- _DIRECTIONS FOR THIS TASK_
Pull out every line below that holds the word "closet".

######

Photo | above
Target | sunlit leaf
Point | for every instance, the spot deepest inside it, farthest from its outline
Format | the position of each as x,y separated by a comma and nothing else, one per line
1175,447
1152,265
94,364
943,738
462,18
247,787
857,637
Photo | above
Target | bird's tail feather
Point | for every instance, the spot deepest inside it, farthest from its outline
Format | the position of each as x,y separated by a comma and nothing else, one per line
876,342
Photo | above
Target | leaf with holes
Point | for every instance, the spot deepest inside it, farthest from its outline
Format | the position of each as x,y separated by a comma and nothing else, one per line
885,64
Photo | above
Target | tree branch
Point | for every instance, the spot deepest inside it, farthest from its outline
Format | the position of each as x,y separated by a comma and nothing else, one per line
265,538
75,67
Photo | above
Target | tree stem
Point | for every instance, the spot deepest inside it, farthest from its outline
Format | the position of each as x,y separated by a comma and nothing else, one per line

######

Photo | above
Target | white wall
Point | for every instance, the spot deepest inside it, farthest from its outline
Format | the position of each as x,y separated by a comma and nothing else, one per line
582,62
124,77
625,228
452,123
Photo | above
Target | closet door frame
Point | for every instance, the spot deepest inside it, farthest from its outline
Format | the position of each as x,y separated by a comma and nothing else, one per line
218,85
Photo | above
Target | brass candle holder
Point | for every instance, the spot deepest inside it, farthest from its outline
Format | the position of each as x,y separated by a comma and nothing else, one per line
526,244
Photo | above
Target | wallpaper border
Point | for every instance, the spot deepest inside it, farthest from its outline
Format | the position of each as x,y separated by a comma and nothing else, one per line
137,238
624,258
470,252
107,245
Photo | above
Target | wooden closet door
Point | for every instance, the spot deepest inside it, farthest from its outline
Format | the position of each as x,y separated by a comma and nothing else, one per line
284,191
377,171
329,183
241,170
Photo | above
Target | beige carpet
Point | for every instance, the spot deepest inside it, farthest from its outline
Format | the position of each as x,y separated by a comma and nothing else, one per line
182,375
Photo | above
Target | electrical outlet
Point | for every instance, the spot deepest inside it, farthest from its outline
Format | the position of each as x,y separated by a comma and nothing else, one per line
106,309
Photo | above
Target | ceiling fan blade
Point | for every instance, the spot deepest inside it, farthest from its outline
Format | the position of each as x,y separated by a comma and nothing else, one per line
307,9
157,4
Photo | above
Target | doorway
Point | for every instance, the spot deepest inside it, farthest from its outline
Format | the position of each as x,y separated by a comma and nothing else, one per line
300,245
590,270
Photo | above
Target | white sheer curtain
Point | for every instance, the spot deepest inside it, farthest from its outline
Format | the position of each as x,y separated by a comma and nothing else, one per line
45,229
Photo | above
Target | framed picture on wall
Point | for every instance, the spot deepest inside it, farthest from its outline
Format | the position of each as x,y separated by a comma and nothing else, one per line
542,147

######

- _RESULT_
Target | closet door frame
Target | wooden closet door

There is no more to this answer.